● SHORT TASK: Recast the entire listing below as a numbered list, omitting every blank line.
##############################
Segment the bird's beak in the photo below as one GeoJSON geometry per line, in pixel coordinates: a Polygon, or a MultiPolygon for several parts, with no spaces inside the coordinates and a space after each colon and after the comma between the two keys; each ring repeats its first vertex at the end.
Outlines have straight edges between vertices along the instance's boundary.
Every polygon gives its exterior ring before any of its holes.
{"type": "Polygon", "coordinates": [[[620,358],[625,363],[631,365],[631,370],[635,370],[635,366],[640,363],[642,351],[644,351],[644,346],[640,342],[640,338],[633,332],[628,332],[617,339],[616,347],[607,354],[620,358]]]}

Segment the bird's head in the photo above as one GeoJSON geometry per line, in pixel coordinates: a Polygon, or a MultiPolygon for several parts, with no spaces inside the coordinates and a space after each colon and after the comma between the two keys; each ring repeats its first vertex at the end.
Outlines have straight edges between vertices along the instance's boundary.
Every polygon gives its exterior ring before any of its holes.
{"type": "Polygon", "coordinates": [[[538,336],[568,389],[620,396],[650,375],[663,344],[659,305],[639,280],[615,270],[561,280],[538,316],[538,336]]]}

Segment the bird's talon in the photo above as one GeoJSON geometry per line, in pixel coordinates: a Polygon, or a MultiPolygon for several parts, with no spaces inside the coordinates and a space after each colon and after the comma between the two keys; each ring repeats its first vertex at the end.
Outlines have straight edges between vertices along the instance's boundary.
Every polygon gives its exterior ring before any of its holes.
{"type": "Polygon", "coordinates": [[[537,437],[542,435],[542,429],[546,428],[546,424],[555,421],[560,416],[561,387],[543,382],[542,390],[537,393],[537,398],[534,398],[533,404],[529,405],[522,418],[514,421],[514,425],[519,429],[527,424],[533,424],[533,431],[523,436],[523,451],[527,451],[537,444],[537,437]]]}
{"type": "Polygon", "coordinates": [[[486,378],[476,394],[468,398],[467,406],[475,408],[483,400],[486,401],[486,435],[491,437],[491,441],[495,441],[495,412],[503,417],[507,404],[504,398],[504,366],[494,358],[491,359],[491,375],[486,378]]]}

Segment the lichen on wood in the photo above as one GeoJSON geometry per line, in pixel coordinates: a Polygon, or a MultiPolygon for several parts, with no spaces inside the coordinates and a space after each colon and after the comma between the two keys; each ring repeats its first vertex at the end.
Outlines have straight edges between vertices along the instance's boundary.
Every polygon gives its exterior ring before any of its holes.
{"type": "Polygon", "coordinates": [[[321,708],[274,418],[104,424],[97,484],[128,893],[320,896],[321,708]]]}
##############################
● PROBLEM SOLUTION:
1. Segment the bird's beak in the photo below as one GeoJSON geometry per line, in pixel coordinates: a Polygon, or a MultiPolygon for several parts, with no spaces inside the coordinates and a space after each colon and after the comma between the two keys; each ring repeats its first vertex at the end.
2. Outlines have straight edges between vertices along the instance's boundary.
3. Every polygon gives its exterior ring before any of its holes.
4. {"type": "Polygon", "coordinates": [[[620,358],[625,363],[631,365],[631,370],[635,370],[635,366],[640,363],[642,351],[644,351],[644,346],[640,342],[640,338],[633,332],[628,332],[617,339],[616,347],[607,354],[620,358]]]}
5. Segment the bird's head in the photo above as one GeoJSON geometry per line, in pixel coordinates: a Polygon, or a MultiPolygon for several parts, with no spaces inside the coordinates and a space after each colon and after the comma between the two keys; each ring repeats its first vertex at the end.
6. Outlines have straight edges between vertices along the instance's boundary.
7. Every polygon gives its exterior ring before any of its holes.
8. {"type": "Polygon", "coordinates": [[[538,336],[568,389],[620,396],[650,375],[663,344],[659,305],[639,280],[615,270],[561,280],[538,316],[538,336]]]}
9. Segment the bird's talon in the photo above as one GeoJSON geometry per line, in pixel coordinates: a Polygon, or a MultiPolygon for several parts, with no spaces inside the coordinates and a space after each colon and after the comma between the two keys; each ring repeats its first vertex at the end.
10. Outlines have straight edges between vertices along the instance's boundary.
11. Every polygon gives its exterior ring before any of its holes.
12. {"type": "Polygon", "coordinates": [[[537,437],[542,435],[542,429],[546,428],[546,424],[555,421],[560,416],[561,387],[543,382],[542,390],[537,393],[537,398],[534,398],[533,404],[529,405],[522,418],[514,421],[514,425],[519,429],[527,424],[533,424],[533,431],[523,436],[523,451],[527,451],[537,444],[537,437]]]}
13. {"type": "Polygon", "coordinates": [[[486,378],[476,394],[468,398],[467,406],[475,408],[483,400],[486,401],[486,435],[491,437],[491,441],[495,441],[495,412],[503,417],[507,404],[504,398],[504,366],[494,358],[491,359],[491,375],[486,378]]]}
14. Segment the lichen on wood in the photo above as one GeoJSON geometry per line, in pixel coordinates: a Polygon, or a MultiPolygon for several parts, with no spaces inside the coordinates and a space after each colon and after the comma between the two keys; each ring repeats its first vertex at the end.
15. Outlines have straight edges between vertices along the instance's boundary.
16. Every polygon gives its exterior ring before any of its holes.
17. {"type": "Polygon", "coordinates": [[[321,708],[274,418],[104,424],[97,484],[128,893],[320,896],[321,708]]]}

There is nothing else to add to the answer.